*EXTRACT*
********************

There are some simple ways to make these do-gooder bugs feel at home in your garden. First, avoid garden-wide use of pesticides as they can be harmful to both the bugs you want to keep out and the bugs you want to invite in. Provide food sources such as dill, parsley, yarrow, milkweed, angelica, and wild carrot. These plants have small flowers that provide nectar and pollen for your helper bugs. Finally provide shelter for the bugs by including a few perennials within your garden.

There are some other preventative measures to keep your garden from becoming a pest motel. Plant a wide variety of vegetables, fruits, shrubbery, and trees. This makes your garden less attractive to pests that like to munch on a particular type of plant. Make sure you have rich soil — healthy plants are less susceptible to pests and diseases. Take care not to water your garden too much. The proper amount of water can also make plants stronger and better able to stand up to pests.

Once the pests have found your garden, you will need to know what they are and what you can do about them if you're going to prevent them from enjoying your veggies before you do. Below is a list of the most common bugs in Boston-area gardens, their favorite vegetables, and how best to "ask" them to leave.

********************

*EXERCISE DESCRIPTION*
Continue the text on keeping pests out of a vegetable garden, picking up after its final sentence. These records have no connection to the text on garden pests.

[Records taken from a collection]
********************

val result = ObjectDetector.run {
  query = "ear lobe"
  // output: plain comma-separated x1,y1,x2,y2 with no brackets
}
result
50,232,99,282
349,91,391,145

********************

*RESPONSE FOR THIS EXERCISE*
Aphids

If you see one aphid, their friends and family probably aren't far away. Aphids are tiny but make up for their small size in numbers — there might be twenty or more generations in one growing season. Spray the aphids with water or a mild, non-toxic soap mixture.

Cabbage Looper

Keep them away by installing a floating row cover. When you find them, pick them off by hand and remove them from your garden.

Colorado Potato Beetle

Hand pick Colorado potato beetles and their orange-colored eggs from your radishes. Moving the radish plot yearly won't keep these pests at bay because they can fly long distances. If you have trouble with Colorado potato beetles, consider planting radishes only every other year.

Cucumber Beetle

Keep these beetles from ever finding your cukes by using row covers, cultivating the soil, and planting resistant varieties, or plant "trap crops" a few weeks before your actual crop. Any pests will be attracted to the first crop, which you can then destroy if necessary. Not only do these pests eat the roots, stems, leaves, and fruits of your plants, they also carry diseases like bacterial wilt and squash mosaic virus. Prevent the spread of these diseases by removing the affected plants.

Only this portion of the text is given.